- **Task brief**: Tally the lines in the listing below that contain the string "coordinates". Reply with the number alone.

- **A block of data**:
——————

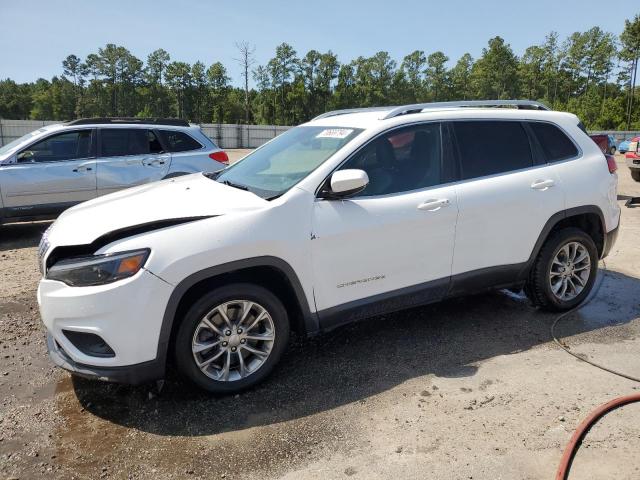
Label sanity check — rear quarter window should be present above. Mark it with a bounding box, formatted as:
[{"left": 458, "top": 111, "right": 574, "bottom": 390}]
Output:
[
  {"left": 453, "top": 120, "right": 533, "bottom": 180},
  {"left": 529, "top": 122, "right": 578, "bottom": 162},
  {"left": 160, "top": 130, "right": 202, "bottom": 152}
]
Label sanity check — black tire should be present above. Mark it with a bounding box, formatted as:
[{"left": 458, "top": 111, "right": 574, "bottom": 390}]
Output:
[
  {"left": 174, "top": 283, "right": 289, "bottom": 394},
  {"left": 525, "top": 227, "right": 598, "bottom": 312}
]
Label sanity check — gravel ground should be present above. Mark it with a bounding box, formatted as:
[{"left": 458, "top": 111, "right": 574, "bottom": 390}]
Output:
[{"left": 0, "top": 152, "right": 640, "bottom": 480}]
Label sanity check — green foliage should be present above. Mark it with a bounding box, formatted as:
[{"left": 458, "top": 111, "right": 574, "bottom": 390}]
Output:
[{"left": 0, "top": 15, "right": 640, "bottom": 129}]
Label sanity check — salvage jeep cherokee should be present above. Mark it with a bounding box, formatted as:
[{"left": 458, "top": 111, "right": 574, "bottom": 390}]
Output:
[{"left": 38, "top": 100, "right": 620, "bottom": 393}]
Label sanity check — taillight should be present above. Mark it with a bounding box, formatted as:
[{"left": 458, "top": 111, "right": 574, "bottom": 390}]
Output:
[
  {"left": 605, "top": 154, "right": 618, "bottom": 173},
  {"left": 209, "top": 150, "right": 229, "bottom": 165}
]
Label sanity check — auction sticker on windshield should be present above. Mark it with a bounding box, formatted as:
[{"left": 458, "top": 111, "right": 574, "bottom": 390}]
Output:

——————

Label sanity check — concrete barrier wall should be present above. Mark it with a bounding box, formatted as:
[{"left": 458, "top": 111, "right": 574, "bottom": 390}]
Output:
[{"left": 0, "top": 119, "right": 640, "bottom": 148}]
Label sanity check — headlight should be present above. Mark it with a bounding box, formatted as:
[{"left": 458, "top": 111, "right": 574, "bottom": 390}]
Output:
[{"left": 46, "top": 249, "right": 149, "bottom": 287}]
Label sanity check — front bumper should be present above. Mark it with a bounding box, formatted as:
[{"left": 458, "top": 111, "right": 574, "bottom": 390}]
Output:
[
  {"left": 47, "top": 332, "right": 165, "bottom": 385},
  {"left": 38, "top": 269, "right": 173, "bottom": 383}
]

——————

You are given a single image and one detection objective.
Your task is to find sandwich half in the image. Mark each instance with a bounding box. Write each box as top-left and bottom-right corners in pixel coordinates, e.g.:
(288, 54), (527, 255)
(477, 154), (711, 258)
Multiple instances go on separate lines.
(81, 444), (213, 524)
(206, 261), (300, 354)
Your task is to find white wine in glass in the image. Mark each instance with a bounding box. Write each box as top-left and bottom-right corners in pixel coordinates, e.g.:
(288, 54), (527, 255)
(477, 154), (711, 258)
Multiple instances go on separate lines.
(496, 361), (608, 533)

——————

- **Full answer**: 2